◆ Problem statement
Which lines in the data below contain the word "blouse"? List each of them in full.
── Material to process ──
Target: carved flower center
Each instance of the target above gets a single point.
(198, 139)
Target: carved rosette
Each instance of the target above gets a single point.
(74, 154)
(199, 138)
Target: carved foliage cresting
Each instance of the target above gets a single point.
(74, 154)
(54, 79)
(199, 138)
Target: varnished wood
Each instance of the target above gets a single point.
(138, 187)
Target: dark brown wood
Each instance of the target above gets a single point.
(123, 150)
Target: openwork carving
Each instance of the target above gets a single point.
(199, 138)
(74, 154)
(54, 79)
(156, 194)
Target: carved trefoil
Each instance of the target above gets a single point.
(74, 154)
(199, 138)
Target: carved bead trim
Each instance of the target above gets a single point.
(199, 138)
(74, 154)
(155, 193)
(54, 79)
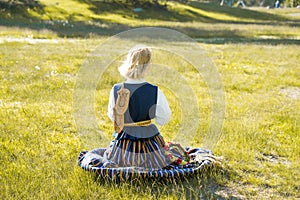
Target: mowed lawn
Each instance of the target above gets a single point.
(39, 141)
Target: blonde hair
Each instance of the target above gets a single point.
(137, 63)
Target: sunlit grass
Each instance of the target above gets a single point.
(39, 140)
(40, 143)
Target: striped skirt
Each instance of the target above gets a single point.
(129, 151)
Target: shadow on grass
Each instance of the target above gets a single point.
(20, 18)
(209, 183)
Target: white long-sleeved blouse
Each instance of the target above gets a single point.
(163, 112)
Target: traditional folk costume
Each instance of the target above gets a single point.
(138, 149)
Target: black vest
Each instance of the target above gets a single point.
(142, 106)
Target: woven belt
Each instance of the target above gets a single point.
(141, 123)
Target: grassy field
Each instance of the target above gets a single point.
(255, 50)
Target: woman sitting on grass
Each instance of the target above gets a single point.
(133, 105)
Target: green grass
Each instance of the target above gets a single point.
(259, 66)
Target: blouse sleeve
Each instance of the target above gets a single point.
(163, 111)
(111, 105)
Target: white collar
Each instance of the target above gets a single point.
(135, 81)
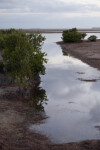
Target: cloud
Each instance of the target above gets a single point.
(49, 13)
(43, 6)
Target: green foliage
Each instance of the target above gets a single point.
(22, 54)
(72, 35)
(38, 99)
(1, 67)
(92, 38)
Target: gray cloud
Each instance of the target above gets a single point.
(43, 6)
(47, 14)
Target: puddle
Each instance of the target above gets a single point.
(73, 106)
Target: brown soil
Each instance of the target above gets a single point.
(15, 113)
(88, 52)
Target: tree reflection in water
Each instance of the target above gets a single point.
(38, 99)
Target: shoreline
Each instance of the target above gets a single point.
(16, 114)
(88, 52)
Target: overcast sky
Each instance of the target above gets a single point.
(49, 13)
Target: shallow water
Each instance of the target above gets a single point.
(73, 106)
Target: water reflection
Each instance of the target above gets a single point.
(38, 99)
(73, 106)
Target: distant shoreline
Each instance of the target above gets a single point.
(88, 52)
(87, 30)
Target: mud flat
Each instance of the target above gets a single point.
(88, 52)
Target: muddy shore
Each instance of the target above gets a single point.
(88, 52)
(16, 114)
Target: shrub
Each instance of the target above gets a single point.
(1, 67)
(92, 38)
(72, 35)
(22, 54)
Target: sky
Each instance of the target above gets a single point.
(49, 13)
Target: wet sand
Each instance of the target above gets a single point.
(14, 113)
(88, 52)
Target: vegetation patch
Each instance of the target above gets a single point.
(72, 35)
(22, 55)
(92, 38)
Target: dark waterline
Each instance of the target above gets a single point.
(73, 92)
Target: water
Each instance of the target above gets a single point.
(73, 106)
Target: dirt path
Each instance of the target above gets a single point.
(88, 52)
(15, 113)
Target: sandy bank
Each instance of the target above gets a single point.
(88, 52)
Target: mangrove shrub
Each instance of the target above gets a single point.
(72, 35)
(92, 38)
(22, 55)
───
── Material to process ──
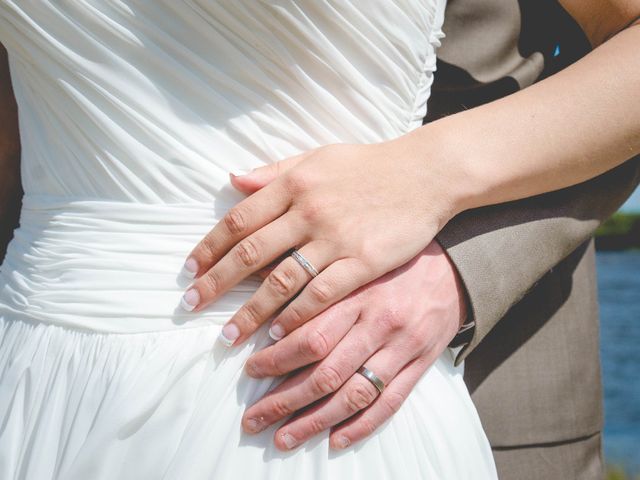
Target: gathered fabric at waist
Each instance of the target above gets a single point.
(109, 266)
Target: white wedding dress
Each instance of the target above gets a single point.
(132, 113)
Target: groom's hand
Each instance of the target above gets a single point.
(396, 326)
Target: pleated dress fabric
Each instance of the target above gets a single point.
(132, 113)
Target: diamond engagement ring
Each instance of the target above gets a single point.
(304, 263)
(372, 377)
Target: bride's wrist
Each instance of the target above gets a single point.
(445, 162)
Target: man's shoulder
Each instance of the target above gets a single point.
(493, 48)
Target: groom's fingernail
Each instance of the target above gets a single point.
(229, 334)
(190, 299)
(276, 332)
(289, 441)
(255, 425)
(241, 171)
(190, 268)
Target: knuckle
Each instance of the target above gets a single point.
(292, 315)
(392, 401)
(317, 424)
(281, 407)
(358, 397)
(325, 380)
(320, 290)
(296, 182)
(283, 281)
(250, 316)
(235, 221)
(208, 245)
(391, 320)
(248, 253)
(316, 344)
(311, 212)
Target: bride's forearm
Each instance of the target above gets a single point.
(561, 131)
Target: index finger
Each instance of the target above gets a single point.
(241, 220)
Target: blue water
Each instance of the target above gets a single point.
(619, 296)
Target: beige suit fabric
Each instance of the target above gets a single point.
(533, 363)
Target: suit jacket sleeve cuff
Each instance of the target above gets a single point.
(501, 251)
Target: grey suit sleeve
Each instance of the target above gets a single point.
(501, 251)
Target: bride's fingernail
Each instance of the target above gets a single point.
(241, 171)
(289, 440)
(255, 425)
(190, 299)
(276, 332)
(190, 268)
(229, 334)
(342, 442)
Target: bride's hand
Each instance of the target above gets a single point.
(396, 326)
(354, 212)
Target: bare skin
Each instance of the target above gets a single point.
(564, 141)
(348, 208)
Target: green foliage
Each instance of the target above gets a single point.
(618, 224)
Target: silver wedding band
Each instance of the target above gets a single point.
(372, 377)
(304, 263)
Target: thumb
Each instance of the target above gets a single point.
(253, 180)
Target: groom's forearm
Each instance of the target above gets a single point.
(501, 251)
───
── Material to process ──
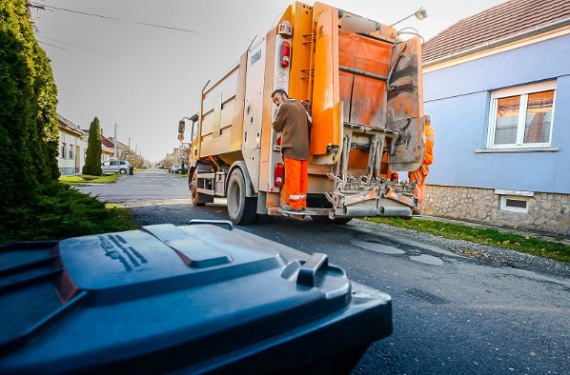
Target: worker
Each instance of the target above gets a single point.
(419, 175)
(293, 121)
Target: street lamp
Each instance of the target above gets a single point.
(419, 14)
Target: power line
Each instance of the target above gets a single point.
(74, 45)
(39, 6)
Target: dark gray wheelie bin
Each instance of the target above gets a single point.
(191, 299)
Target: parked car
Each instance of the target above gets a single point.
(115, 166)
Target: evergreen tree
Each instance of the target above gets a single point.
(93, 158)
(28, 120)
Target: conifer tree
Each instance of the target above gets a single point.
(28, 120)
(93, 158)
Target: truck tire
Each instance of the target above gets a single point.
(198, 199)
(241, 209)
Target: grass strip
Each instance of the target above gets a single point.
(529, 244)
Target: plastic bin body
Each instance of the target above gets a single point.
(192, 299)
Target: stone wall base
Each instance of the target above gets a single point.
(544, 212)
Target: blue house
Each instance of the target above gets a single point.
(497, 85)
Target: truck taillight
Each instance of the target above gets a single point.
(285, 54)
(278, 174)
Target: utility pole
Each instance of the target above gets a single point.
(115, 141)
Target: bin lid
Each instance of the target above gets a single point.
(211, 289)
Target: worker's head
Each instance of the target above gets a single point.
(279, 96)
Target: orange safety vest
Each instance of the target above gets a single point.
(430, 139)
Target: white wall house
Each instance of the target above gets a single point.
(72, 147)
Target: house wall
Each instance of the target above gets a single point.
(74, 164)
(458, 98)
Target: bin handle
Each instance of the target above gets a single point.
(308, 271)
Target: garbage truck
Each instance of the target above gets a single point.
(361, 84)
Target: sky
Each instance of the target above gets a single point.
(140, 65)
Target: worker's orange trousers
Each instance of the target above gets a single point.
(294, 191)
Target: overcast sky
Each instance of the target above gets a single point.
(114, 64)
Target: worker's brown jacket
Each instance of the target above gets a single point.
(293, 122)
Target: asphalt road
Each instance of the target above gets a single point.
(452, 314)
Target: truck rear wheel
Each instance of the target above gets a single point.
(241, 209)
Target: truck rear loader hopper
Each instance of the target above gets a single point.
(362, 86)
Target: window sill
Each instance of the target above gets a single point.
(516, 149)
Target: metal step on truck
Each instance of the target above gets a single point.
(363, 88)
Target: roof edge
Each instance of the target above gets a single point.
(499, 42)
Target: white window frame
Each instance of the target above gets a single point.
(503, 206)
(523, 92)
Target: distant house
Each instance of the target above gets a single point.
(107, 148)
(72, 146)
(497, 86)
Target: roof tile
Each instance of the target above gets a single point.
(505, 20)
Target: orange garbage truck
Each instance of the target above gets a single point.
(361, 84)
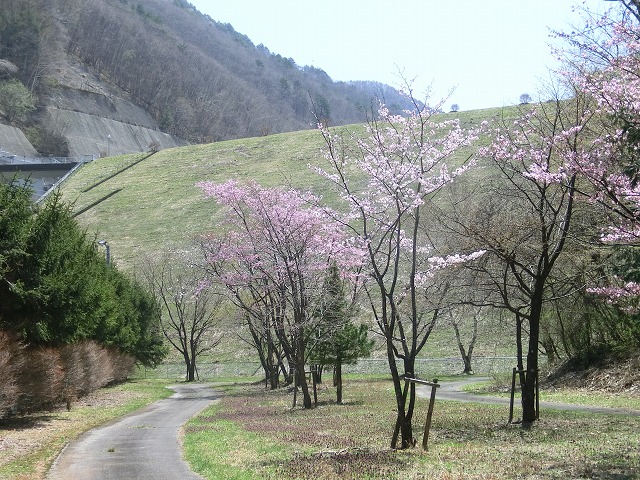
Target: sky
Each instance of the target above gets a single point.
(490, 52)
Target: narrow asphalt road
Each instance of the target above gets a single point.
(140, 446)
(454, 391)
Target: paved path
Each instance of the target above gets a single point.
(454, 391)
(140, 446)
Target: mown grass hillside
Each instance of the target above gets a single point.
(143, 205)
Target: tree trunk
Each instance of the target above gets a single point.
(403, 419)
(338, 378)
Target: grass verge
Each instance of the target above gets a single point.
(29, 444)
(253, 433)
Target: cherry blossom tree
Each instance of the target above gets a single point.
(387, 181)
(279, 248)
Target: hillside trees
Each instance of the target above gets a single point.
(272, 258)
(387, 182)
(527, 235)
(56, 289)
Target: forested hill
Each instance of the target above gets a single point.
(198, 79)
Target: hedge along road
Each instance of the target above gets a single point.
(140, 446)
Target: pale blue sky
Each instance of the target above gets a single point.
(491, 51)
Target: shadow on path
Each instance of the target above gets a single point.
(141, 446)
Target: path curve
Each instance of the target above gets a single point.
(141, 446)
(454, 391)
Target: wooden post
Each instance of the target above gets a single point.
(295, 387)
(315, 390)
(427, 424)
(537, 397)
───
◆ Exercise output
Target: white long-sleeved blouse
Target: blouse sleeve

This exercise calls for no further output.